[Exercise objective]
Locate the line containing "outline dark red frozen dessert" in the material below; repeat it and every line after it, exactly as written.

------ Data in this exercise

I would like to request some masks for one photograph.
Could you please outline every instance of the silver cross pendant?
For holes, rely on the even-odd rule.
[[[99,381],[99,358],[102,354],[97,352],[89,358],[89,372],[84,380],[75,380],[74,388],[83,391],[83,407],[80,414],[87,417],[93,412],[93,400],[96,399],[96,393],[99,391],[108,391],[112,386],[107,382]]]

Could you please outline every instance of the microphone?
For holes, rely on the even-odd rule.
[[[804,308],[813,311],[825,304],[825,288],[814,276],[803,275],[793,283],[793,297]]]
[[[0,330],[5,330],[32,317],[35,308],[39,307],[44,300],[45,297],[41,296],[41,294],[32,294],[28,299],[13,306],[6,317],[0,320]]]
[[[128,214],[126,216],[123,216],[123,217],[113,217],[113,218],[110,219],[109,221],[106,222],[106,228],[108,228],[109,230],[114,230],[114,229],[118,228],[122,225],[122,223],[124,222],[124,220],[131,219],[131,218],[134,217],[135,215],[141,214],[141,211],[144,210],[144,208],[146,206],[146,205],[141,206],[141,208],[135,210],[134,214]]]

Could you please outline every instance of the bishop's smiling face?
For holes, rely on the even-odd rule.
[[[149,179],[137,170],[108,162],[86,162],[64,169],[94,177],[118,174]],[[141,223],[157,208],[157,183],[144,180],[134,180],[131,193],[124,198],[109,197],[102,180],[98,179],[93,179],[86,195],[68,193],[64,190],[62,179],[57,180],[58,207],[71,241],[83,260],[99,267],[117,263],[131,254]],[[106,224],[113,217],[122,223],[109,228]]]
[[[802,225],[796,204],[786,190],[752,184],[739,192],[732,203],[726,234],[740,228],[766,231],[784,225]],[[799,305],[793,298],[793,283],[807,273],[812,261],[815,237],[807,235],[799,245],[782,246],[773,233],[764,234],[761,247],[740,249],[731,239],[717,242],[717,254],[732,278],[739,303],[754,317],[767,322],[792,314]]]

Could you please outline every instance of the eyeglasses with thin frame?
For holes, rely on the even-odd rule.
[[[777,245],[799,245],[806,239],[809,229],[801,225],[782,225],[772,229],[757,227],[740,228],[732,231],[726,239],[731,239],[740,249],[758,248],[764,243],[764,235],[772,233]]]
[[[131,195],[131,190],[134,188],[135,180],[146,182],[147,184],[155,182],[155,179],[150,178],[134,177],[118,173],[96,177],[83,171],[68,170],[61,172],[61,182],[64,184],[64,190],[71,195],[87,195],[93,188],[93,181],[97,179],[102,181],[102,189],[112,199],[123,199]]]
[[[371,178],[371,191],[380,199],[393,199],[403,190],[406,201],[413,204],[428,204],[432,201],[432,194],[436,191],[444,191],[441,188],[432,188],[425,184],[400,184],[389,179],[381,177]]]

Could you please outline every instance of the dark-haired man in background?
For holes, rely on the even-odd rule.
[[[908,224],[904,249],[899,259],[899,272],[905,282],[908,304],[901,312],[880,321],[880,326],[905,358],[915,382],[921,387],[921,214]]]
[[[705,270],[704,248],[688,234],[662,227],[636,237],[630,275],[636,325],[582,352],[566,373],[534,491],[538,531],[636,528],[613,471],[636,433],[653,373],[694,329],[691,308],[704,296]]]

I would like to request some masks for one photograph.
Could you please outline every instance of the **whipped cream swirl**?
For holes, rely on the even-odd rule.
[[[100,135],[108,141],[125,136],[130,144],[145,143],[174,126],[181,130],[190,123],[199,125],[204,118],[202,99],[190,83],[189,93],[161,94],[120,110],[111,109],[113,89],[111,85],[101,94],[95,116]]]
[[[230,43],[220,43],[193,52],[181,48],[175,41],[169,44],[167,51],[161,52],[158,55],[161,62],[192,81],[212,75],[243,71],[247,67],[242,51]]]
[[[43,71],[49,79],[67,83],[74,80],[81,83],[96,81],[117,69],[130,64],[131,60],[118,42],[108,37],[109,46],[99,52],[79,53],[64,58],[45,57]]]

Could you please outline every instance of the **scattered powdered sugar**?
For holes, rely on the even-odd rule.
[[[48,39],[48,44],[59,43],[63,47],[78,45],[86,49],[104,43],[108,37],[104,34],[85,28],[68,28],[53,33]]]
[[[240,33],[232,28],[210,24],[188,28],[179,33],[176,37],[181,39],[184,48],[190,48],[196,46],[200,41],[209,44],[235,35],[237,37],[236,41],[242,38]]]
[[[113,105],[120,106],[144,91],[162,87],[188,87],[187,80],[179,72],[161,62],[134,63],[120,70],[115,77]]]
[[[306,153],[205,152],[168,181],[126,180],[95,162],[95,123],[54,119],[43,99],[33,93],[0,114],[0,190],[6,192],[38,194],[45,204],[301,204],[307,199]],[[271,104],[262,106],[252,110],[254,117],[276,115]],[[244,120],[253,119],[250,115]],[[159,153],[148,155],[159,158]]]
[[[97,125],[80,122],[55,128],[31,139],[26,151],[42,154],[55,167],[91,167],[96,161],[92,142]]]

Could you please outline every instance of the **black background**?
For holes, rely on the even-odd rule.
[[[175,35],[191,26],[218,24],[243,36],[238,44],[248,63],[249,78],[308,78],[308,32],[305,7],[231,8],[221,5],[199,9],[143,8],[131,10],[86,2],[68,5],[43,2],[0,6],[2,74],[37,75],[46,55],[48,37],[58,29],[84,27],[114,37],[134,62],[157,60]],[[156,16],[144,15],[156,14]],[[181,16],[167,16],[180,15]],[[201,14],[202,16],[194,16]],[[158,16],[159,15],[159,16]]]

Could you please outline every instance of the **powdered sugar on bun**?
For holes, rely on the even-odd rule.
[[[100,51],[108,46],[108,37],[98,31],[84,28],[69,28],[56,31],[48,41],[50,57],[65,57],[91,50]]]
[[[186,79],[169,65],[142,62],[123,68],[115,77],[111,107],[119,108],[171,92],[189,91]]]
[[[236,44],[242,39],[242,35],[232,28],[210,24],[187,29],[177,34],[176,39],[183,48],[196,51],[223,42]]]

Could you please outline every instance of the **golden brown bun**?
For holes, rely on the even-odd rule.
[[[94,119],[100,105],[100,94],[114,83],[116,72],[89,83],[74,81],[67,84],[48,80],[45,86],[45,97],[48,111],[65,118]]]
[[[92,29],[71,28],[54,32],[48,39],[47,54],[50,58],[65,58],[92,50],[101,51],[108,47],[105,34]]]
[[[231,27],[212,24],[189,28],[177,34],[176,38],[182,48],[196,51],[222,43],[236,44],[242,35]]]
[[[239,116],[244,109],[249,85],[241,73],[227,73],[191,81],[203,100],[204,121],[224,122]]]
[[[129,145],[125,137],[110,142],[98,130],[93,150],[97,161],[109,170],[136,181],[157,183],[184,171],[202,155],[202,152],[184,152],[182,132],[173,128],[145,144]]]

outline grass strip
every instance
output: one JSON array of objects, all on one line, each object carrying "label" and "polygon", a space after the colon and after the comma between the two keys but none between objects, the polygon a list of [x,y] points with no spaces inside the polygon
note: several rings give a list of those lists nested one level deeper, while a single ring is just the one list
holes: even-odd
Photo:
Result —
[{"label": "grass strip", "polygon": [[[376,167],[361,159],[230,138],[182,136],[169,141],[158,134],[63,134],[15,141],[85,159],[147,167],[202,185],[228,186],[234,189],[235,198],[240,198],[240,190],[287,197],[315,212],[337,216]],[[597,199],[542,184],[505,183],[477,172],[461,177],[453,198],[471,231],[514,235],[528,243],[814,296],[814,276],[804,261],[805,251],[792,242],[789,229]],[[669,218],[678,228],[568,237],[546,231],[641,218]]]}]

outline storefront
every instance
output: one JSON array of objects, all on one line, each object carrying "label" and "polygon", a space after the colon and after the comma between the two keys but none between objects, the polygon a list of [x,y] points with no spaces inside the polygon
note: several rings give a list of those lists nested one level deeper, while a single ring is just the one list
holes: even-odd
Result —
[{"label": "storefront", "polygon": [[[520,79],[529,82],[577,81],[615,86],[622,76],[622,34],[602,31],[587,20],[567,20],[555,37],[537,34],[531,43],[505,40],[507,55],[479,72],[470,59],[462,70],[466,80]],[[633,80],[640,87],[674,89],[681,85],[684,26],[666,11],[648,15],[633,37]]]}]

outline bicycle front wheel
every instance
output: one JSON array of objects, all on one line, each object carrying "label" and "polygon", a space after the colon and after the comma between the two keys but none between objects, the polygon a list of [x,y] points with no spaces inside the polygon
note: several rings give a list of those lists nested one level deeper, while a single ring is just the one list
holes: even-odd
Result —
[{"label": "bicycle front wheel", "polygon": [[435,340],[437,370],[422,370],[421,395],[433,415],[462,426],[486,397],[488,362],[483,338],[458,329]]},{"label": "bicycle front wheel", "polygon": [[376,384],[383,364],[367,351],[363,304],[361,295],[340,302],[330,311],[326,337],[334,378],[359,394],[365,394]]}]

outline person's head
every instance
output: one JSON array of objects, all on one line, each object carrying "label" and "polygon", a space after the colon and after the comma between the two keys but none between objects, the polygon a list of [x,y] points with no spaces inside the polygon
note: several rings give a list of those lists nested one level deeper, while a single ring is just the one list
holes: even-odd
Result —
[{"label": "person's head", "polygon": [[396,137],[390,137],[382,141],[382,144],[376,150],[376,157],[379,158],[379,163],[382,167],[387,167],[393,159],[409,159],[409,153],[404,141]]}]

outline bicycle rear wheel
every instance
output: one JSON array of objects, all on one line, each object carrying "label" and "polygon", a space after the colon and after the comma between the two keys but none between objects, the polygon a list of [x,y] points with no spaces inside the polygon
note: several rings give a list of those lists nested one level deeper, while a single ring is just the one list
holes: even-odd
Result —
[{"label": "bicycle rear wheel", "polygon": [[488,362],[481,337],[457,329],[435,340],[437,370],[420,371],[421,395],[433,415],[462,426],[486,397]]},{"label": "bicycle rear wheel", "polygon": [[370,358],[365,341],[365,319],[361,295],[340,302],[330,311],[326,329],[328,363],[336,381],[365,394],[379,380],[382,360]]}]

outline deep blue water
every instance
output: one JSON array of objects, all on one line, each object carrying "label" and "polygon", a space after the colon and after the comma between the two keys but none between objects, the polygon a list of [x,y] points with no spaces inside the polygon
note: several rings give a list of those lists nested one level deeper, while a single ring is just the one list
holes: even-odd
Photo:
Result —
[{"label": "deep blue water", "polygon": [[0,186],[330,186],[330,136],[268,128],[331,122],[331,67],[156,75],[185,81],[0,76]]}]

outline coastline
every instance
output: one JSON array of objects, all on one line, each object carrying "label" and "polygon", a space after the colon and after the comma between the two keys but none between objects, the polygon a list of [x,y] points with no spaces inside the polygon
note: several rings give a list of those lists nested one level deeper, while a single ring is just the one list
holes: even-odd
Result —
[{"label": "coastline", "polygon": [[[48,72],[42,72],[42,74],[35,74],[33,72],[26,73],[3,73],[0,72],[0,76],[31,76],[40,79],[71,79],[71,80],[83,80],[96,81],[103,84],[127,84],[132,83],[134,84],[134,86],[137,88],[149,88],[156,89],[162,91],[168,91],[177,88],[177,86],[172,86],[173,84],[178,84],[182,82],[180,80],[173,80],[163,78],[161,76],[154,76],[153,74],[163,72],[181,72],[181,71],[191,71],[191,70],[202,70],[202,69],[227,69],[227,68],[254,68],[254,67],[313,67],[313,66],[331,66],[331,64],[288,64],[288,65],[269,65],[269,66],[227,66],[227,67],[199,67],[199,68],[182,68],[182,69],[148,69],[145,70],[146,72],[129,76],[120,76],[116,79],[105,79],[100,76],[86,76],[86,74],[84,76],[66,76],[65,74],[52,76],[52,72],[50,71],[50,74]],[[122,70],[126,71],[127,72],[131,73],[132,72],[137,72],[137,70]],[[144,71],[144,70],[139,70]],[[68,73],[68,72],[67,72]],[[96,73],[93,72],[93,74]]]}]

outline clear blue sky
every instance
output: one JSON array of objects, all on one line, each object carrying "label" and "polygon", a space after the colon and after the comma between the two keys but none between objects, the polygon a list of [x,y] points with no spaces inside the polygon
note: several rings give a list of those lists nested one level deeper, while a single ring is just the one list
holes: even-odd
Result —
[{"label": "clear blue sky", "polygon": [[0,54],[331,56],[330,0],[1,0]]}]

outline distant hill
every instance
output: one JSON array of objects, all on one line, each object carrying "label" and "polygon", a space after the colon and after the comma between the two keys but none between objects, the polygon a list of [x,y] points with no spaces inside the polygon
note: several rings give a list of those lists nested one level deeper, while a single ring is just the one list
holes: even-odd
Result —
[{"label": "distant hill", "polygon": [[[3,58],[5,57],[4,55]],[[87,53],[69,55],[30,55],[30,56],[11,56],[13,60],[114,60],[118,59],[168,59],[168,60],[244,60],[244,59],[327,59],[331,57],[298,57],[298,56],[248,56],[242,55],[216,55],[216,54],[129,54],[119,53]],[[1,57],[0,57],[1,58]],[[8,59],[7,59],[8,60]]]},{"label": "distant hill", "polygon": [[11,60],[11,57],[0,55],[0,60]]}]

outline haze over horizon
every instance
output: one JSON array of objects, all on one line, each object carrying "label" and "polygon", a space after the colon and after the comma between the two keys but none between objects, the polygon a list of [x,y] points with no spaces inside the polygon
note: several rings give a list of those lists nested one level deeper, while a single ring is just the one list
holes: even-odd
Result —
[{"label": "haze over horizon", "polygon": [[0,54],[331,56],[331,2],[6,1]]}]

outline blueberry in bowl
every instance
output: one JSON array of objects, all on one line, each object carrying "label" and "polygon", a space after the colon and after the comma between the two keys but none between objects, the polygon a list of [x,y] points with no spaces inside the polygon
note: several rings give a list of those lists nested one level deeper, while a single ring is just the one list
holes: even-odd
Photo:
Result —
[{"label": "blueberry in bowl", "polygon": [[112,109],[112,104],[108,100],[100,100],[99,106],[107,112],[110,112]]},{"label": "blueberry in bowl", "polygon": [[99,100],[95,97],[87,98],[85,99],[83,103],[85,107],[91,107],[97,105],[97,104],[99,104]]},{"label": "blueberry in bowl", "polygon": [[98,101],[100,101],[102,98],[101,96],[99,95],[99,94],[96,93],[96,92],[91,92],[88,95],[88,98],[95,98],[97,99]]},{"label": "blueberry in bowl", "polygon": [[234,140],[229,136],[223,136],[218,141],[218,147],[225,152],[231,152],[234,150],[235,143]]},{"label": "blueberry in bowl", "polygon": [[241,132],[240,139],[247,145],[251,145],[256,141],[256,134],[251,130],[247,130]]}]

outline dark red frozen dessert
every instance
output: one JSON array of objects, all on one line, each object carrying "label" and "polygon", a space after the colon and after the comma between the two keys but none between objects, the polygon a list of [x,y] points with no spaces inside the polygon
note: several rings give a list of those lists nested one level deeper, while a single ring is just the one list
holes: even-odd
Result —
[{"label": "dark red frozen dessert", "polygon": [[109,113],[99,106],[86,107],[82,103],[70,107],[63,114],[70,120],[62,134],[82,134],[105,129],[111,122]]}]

------------

[Answer to this exercise]
outline dark red frozen dessert
every instance
output: one JSON array of objects, all on one line, each object carrying "label" and "polygon", a space after the colon and after the comma between the two keys but none between objects, the polygon a list of [x,y] points with no spaces inside the polygon
note: several rings give a list of those lists nested one level deeper, while a single ring is just the one list
holes: even-odd
Result —
[{"label": "dark red frozen dessert", "polygon": [[109,113],[99,106],[86,107],[82,103],[70,107],[63,114],[70,120],[62,134],[82,134],[105,129],[111,122]]}]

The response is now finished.